Problem statement -
Rewrite all of the records below as a two-column CSV with the headers "query" and "answer", one row per record. Put each record's text and its answer in a single quoted field each, replacing any line breaks with spaces.

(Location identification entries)
----------------------------------------
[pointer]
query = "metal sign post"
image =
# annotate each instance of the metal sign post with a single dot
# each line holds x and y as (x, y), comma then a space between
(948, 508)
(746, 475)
----------------------------------------
Answer below -
query,answer
"[pointer] query = ""metal sign post"" image = # annotate each instance of the metal sign post with a single dot # each line holds x and y as (x, y), comma then a space between","(948, 508) (746, 475)"